--- START ---
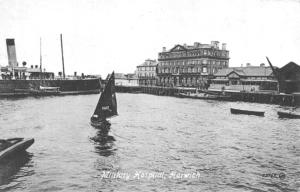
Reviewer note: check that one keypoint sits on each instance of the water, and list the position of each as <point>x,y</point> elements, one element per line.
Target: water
<point>152,143</point>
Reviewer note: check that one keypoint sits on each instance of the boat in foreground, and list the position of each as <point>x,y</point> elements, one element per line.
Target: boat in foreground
<point>106,106</point>
<point>288,115</point>
<point>14,145</point>
<point>246,112</point>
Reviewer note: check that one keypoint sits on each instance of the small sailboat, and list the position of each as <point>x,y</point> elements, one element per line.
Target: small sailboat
<point>107,105</point>
<point>247,112</point>
<point>288,115</point>
<point>12,146</point>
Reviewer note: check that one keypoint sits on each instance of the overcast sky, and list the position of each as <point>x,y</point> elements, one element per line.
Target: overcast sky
<point>104,35</point>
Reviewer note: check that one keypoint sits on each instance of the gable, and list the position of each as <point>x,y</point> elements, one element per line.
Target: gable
<point>178,48</point>
<point>233,74</point>
<point>291,67</point>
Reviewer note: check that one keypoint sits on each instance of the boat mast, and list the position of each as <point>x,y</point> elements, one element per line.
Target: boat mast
<point>41,66</point>
<point>62,55</point>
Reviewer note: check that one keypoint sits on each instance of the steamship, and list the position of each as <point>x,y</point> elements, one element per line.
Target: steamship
<point>16,80</point>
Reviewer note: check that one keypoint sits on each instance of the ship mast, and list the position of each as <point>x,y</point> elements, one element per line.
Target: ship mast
<point>62,56</point>
<point>41,66</point>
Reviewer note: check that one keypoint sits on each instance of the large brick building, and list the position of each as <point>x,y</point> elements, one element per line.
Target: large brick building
<point>146,73</point>
<point>191,66</point>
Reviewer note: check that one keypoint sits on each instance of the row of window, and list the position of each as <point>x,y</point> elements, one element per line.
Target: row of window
<point>147,68</point>
<point>183,70</point>
<point>253,78</point>
<point>146,75</point>
<point>194,53</point>
<point>194,62</point>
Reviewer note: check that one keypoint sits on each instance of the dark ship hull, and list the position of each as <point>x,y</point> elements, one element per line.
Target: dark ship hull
<point>32,87</point>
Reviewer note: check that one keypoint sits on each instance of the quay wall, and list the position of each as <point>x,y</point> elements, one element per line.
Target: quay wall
<point>256,97</point>
<point>13,86</point>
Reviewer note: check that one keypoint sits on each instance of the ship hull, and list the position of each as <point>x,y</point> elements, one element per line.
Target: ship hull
<point>29,87</point>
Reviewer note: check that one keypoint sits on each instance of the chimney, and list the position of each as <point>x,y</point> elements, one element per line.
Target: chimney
<point>223,46</point>
<point>11,53</point>
<point>196,44</point>
<point>215,44</point>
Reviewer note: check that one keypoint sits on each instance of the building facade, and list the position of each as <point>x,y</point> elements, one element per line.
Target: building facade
<point>191,66</point>
<point>146,73</point>
<point>121,79</point>
<point>249,78</point>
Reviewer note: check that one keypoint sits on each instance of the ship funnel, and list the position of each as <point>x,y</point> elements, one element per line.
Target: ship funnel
<point>11,53</point>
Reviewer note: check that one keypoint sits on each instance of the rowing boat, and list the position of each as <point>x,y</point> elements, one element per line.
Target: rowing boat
<point>246,112</point>
<point>288,115</point>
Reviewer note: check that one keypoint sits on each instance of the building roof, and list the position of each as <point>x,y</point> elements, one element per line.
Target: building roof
<point>246,71</point>
<point>131,76</point>
<point>148,62</point>
<point>291,66</point>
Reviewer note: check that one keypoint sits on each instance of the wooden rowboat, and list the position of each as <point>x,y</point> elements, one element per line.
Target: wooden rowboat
<point>288,115</point>
<point>246,112</point>
<point>12,146</point>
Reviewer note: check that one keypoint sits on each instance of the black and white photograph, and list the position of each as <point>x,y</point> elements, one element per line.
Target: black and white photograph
<point>149,95</point>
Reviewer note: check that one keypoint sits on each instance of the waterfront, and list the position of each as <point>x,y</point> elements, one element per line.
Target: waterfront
<point>151,135</point>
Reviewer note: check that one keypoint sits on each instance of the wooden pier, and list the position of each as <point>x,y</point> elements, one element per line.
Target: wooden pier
<point>255,97</point>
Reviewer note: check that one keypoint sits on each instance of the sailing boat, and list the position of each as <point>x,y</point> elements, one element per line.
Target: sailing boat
<point>107,104</point>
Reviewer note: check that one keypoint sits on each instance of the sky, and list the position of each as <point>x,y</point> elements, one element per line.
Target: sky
<point>100,36</point>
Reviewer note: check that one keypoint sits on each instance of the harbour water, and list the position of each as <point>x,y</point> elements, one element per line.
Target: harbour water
<point>155,144</point>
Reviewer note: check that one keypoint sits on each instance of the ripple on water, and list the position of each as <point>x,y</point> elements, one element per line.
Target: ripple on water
<point>151,134</point>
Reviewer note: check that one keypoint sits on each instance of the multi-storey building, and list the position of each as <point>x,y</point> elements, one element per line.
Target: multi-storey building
<point>146,73</point>
<point>191,66</point>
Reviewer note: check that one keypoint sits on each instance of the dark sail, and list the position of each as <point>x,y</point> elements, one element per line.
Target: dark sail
--- END ---
Set down the data above word for word, leaving every picture out.

Reviewer note: check that one keypoint sits on each instance of the water, and list the position of each as <point>x,y</point> elements, one element per line.
Target: water
<point>152,143</point>
Reviewer note: check that one keypoint sits on each instance of the boat in foreground, and list the position of each as <point>x,y</point> elements, one element per line.
Target: boat in foreground
<point>106,106</point>
<point>288,115</point>
<point>14,145</point>
<point>246,112</point>
Reviewer note: check that one keypoint sits on each instance of the small sailboat, and list the position of each as <point>x,y</point> elements, one element per line.
Target: small sailboat
<point>107,105</point>
<point>247,112</point>
<point>288,115</point>
<point>12,146</point>
Reviewer note: check that one keypoint sits on each instance of the overcast sky, and list the position of each as <point>x,y</point> elements, one element per line.
Target: overcast sky
<point>104,35</point>
Reviewer note: check that one keypoint sits on each instance of the gable, and list the position of each as <point>x,y</point> elements, one element per line.
Target: gable
<point>178,48</point>
<point>233,74</point>
<point>291,67</point>
Reviewer note: check that one keypoint sits on each instance of the boat mast, and list the position of each as <point>x,y</point> elements, one element per line.
Target: boat mast
<point>41,66</point>
<point>62,55</point>
Reviewer note: check that one keypoint sits on each instance of the steamship, and list the position of each as <point>x,y</point> elements, one element per line.
Target: steamship
<point>16,80</point>
Reviewer note: check that one keypoint sits on each instance of the ship mast, and list the position of each as <point>x,y</point> elements, one element per line.
Target: ship mast
<point>62,56</point>
<point>41,66</point>
Reviewer note: check that one keypoint sits on each instance of the large brick building, and list the position of each as <point>x,y</point> elements, one element per line.
Target: large brick building
<point>146,73</point>
<point>191,66</point>
Reviewer note: check that one keypoint sits on each instance of the row of window, and list the position of each as <point>x,y</point> elements, one element per line.
Target: row of window
<point>147,68</point>
<point>183,70</point>
<point>253,78</point>
<point>146,75</point>
<point>194,53</point>
<point>194,62</point>
Reviewer note: check that one keypoint sits on each instance of the dark ship hull, and list the position of each as <point>x,y</point> elements, one element per line.
Target: dark ship hull
<point>32,87</point>
Reviewer note: check that one keypoint sits on each instance of the quay wall, and list the position of each as <point>x,y</point> elements, one element per line.
Target: quay wall
<point>256,97</point>
<point>13,86</point>
Reviewer note: check that one keypoint sits on each instance of the ship hull, and list the position of each as <point>x,y</point> elements, one element per line.
Target: ship hull
<point>29,87</point>
Reviewer note: check that one keypoint sits on each instance of the chimney, and list the position of each as <point>x,y</point> elements, one element per line.
Target: chimney
<point>223,46</point>
<point>11,53</point>
<point>196,44</point>
<point>215,44</point>
Reviewer note: check that one keypoint sits on each instance of the building facade, and list the position of each as <point>x,y</point> elements, one element per line.
Target: building facade
<point>191,66</point>
<point>146,73</point>
<point>121,79</point>
<point>249,78</point>
Reviewer note: check that one keypoint sits on each instance of the ship funnel, and list the position of each as <point>x,y</point> elements, one element per line.
Target: ship funnel
<point>11,53</point>
Reviewer note: check that one keypoint sits on each instance of the rowing boat, and list the position of each as <point>x,y</point> elements, one element per line.
Target: rowing boat
<point>246,112</point>
<point>288,115</point>
Reviewer note: check that one keypoint sits on each instance of the building roof, and list the position of each as <point>x,y</point> elements, one element per line.
Target: building roof
<point>246,71</point>
<point>131,76</point>
<point>148,62</point>
<point>291,66</point>
Reviewer note: check that one keypoint sits on each instance of the wooden rowboat, and list the position of each as <point>x,y</point> elements, one element per line.
Target: wooden rowboat
<point>288,115</point>
<point>246,112</point>
<point>12,146</point>
Reviewer note: check that one keypoint sits on each instance of the black and white photograph, and list the position of each as <point>x,y</point> elements, one element per line.
Target: black and white photograph
<point>149,95</point>
Reviewer note: check that one keypoint sits on each instance of the waterfront, and list the position of each as <point>x,y</point> elements, one element per line.
Target: waterfront
<point>151,135</point>
Reviewer note: check that one keypoint sits on each instance of the wooden pier, and list the position of each as <point>x,y</point> elements, one element per line.
Target: wooden pier
<point>255,97</point>
Reviewer note: check that one keypoint sits on each instance of the sailing boat, and list the position of each as <point>x,y</point> elements, one element per line.
Target: sailing boat
<point>107,104</point>
Reviewer note: check that one keypoint sits on each instance of the sky, and list the position of each as <point>x,y</point> elements, one element per line.
Target: sky
<point>100,36</point>
Reviewer note: check that one keypoint sits on each instance of the harbour water, and list the position of each as <point>x,y</point> elements, one element per line.
Target: harbour water
<point>155,144</point>
Reviewer note: check that one keypoint sits on each instance of the ripple on water, and list the position of each as <point>x,y</point> elements, one element per line.
Target: ripple on water
<point>151,134</point>
Reviewer note: check that one keypoint sits on each instance of the multi-storey building, and list the position of each as <point>x,y</point> elements, one element per line.
Target: multi-storey building
<point>146,73</point>
<point>191,66</point>
Reviewer note: check that one keypoint sits on each instance of the dark sail, and list the position of each as <point>x,y</point> elements, one element per line.
Target: dark sail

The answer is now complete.